# Start of Data in this exercise
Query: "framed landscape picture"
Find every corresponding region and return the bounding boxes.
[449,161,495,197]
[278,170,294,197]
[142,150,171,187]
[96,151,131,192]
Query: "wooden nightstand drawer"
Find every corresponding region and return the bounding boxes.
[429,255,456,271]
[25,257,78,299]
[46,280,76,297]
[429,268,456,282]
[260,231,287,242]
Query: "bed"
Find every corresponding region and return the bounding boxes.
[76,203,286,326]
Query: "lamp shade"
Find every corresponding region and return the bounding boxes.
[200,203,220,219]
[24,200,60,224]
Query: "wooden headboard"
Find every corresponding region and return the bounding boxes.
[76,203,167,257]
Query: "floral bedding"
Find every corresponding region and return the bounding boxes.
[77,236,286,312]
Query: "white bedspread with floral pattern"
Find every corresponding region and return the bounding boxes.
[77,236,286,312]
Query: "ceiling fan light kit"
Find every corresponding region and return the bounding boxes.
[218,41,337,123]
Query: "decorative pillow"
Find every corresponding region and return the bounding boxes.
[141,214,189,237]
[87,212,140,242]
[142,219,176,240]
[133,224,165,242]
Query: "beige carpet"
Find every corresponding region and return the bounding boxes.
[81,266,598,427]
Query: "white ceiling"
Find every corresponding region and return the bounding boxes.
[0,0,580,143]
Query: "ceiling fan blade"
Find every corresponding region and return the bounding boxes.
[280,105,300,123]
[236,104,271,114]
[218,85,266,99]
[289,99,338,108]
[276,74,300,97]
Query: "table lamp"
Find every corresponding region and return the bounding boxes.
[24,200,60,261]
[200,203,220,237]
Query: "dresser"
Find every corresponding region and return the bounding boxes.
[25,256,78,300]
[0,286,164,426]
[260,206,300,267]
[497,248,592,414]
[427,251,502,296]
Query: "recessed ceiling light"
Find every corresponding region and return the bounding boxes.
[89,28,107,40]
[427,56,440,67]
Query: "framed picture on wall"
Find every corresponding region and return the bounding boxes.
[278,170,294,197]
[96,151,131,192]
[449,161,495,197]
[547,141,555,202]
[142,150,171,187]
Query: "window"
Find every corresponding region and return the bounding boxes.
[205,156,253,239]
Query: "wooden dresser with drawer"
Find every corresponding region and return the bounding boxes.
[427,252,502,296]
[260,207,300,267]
# End of Data in this exercise
# Start of Data in this exercise
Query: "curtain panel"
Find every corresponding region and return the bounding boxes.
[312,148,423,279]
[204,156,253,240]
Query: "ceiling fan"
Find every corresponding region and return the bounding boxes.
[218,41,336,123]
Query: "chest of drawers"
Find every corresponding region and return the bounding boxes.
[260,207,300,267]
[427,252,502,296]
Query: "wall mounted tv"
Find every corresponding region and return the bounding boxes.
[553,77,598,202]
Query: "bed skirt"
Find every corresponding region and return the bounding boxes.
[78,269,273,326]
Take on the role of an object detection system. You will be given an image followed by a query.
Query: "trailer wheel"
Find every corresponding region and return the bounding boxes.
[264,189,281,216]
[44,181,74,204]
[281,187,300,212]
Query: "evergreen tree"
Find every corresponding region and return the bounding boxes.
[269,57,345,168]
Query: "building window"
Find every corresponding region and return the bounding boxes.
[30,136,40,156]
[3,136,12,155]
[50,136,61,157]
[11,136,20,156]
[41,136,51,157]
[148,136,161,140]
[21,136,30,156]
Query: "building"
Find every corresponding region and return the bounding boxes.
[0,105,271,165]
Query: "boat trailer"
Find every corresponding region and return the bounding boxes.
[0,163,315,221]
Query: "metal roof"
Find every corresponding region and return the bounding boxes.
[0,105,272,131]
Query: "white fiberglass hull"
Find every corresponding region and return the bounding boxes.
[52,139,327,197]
# End of Data in this exercise
* _Stated goal_
Write out the lines of the listing from the line containing "bedspread with floral" through the line containing "[427,56,440,67]", including both of those lines.

* _Right answer_
Query: "white bedspread with floral pattern"
Find every corresponding region and return the bounding boxes.
[77,236,286,312]
Query: "ceiling fan light kit"
Find every corresponding region and return the bounding boxes.
[218,41,337,123]
Query: "decorative pillow"
Find every corresponding region and return the bounding boxes.
[141,214,189,237]
[87,212,140,242]
[142,219,176,240]
[133,224,165,242]
Query: "beige carpet"
Find every corresponding region and return the bounding boxes.
[81,266,598,427]
Query: "white ceiling"
Find every corresponding region and return the bounding boxes.
[0,0,580,143]
Query: "ceiling fan blade"
Find every corresponding region and return the bounding boxes.
[280,105,300,123]
[236,104,271,114]
[218,85,266,99]
[289,99,338,108]
[276,74,300,97]
Query: "table lamp"
Find every corresponding region and return the bounding boxes.
[24,200,60,261]
[200,203,220,237]
Query: "dresser"
Find every corresponding region and return the bounding boxes.
[25,256,78,300]
[0,286,164,426]
[260,206,300,267]
[497,248,592,414]
[427,251,502,296]
Query: "recessed ceiling light"
Find every corresponding region and return the bounding boxes.
[89,28,107,40]
[427,56,440,67]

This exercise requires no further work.